EXERCISE REQUIREMENTS: Look through the data below for the line with "Please point out the railway", and transcribe it exactly together with each line after it up to and including the line with "Please point out the worker". Give nothing else.

START RECORD SET

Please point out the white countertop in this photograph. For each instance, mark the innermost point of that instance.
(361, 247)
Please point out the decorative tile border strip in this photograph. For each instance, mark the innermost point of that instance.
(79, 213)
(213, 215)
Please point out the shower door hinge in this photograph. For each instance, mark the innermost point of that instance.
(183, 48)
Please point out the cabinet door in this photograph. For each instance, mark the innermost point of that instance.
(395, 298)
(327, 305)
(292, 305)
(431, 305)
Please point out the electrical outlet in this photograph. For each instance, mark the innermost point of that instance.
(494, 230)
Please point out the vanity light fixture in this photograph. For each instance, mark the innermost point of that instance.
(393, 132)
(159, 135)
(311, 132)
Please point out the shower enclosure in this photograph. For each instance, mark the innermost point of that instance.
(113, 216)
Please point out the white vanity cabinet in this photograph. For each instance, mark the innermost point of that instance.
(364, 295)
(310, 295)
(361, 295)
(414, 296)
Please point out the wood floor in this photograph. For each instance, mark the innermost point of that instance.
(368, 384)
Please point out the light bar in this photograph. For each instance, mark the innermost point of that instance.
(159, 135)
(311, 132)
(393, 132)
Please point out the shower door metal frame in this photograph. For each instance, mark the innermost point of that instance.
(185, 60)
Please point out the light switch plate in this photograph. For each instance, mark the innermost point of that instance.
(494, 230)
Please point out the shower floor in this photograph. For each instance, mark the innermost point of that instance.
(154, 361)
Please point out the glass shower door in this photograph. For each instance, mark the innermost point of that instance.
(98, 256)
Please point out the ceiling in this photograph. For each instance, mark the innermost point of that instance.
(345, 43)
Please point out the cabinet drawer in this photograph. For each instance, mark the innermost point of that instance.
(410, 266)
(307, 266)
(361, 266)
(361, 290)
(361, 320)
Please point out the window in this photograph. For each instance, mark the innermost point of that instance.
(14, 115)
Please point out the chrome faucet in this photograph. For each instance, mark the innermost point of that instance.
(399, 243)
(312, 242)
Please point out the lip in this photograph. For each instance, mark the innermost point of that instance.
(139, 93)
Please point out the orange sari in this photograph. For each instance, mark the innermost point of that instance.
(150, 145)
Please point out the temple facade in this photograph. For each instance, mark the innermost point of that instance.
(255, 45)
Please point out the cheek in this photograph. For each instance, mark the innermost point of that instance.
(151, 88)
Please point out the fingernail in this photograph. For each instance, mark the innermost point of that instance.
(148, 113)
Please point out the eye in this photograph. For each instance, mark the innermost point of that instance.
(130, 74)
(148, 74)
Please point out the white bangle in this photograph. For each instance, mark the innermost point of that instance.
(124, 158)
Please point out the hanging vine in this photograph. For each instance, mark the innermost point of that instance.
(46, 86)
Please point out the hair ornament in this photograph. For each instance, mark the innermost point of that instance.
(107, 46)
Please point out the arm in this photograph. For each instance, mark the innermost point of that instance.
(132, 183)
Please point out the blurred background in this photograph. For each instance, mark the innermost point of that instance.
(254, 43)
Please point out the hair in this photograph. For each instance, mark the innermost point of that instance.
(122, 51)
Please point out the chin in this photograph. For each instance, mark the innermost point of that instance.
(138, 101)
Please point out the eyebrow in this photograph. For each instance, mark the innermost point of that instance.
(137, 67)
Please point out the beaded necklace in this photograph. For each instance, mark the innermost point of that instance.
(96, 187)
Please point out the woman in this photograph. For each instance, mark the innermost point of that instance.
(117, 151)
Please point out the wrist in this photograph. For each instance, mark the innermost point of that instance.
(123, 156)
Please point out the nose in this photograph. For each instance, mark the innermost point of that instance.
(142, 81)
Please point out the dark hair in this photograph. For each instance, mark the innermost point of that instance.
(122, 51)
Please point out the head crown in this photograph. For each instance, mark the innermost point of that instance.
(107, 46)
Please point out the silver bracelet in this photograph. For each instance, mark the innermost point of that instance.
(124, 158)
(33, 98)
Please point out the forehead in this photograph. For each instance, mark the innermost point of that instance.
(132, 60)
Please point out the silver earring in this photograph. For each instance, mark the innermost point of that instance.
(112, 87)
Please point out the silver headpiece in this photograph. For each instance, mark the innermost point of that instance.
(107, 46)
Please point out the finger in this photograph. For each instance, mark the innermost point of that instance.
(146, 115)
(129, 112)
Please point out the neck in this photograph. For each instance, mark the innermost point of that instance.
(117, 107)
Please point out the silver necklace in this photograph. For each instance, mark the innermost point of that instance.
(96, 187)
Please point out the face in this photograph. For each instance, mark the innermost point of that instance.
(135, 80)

END RECORD SET
START RECORD SET

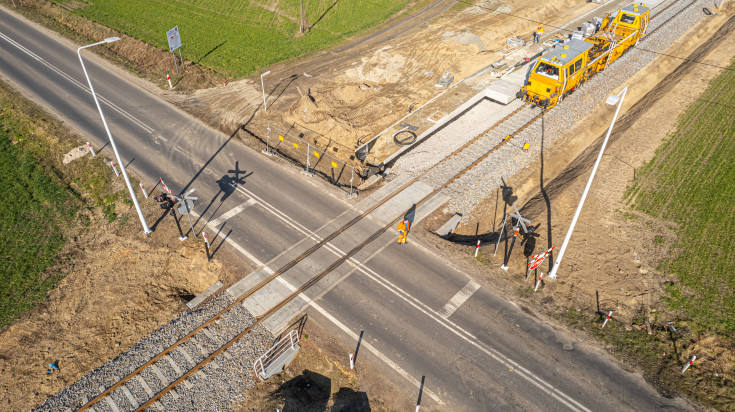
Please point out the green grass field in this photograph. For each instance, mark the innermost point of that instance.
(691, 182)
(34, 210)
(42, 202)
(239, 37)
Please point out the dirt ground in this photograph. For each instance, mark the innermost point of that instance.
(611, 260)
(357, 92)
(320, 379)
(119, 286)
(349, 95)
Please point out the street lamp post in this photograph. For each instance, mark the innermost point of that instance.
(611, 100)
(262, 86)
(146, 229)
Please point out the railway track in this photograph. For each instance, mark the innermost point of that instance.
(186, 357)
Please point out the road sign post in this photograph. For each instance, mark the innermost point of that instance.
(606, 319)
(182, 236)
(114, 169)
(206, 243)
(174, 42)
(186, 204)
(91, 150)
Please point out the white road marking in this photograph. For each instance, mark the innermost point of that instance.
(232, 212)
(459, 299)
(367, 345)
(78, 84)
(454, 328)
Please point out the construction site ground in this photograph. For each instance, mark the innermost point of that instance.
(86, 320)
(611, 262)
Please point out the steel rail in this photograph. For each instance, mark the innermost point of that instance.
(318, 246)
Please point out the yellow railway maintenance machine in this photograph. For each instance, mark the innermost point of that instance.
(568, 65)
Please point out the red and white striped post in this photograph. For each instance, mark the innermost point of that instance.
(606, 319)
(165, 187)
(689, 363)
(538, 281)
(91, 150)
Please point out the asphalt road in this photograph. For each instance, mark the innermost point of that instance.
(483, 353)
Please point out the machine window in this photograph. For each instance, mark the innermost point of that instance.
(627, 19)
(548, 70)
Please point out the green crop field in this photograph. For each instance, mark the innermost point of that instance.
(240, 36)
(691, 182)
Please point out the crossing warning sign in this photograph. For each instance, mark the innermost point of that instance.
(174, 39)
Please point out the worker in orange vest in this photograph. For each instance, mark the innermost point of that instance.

END RECORD SET
START RECORD SET

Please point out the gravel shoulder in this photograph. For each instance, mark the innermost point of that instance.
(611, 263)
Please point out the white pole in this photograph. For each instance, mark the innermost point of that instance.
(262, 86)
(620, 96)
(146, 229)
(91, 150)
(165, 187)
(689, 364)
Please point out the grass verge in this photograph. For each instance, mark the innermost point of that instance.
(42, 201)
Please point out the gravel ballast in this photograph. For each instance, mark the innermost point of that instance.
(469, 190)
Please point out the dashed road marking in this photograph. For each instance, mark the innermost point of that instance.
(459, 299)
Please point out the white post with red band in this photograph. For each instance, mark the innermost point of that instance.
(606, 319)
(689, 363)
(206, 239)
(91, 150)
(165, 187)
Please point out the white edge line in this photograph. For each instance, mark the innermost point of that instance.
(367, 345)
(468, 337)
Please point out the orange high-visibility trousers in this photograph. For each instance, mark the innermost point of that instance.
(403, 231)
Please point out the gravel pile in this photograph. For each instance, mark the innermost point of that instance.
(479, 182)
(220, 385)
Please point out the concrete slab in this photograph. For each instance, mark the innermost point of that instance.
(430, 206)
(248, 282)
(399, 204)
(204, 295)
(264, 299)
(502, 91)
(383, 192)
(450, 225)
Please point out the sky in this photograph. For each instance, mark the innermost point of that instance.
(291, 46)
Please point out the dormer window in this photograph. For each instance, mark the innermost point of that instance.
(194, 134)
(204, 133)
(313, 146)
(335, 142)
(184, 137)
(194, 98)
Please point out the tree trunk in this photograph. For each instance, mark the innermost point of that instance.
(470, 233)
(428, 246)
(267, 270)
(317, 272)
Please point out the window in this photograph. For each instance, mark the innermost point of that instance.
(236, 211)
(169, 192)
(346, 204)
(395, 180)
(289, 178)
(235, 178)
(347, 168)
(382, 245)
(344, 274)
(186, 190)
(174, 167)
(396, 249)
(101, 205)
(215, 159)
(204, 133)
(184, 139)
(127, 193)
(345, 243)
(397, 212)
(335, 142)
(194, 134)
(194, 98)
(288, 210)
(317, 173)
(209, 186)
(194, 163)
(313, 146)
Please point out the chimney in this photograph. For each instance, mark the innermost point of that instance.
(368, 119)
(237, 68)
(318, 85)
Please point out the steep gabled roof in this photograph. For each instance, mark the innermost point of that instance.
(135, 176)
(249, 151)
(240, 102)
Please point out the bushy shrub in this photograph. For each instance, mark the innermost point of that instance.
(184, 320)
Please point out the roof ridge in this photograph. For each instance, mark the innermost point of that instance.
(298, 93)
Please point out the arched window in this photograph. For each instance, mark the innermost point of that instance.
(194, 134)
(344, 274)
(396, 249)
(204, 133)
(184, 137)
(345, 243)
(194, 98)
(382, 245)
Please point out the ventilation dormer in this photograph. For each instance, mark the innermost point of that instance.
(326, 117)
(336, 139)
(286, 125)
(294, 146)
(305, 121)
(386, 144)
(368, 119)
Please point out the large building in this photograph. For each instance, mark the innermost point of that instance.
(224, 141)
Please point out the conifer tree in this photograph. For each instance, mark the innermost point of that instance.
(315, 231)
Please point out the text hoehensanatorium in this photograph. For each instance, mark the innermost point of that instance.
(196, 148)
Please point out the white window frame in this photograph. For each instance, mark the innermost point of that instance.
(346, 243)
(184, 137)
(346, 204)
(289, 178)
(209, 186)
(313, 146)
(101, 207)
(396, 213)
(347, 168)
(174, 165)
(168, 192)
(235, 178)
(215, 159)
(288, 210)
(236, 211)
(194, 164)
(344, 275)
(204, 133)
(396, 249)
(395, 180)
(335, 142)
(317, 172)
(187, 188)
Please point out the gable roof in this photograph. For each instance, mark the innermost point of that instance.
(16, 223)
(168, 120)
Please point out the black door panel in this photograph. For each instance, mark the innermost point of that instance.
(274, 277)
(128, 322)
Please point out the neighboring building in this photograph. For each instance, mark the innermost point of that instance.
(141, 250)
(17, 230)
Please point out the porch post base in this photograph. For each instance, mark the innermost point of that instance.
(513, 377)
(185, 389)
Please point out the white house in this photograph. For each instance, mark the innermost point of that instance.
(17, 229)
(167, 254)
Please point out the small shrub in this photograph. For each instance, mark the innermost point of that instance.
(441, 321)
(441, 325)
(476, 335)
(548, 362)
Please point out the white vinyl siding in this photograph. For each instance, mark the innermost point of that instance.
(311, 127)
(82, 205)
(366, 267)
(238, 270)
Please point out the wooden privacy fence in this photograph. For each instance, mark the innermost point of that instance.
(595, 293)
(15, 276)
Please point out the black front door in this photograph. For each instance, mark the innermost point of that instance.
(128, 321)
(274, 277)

END RECORD SET

EXERCISE RESULT:
Please point out the railway track in this photograph. For each instance, mark the innermost point of that instance.
(186, 357)
Please point out the road sign post in this photograph. For each instance, mark the innermost point of that instance.
(606, 319)
(182, 236)
(114, 169)
(206, 243)
(174, 42)
(186, 204)
(91, 150)
Please point out the white road marking in this photograph. For each instance, mark the innermost point of that instance.
(232, 212)
(459, 299)
(367, 345)
(78, 84)
(454, 328)
Please point out the construction site ground in this photograph. For each instance, mark the innermost point of that instance.
(86, 320)
(611, 262)
Please point out the steel rail in this photograph. For each instance, mark the innermost point of that instance.
(318, 246)
Please point out the yellow railway maintenance machine in this photograph. For each instance, mark the innermost point of that instance.
(568, 65)
Please point out the red and white striped post in this photograph. For each instance, mark the innermost point of that instance.
(606, 319)
(165, 187)
(689, 363)
(538, 281)
(91, 150)
Please point out the asphalt road in this photograph. For each instance, mark the innermost point of that instance.
(483, 353)
Please point out the machine window in this photograph. For each instance, mark the innermost point of that instance.
(627, 19)
(548, 70)
Please point out the green crop field in this photograph. For each instance, mark the innermost point of that instance.
(240, 36)
(691, 182)
Please point out the crossing warning sign in this photograph. For each instance, mark the innermost point of that instance.
(174, 39)
Please point out the worker in orange vest in this photograph. For each instance, mark the innermost point of that instance.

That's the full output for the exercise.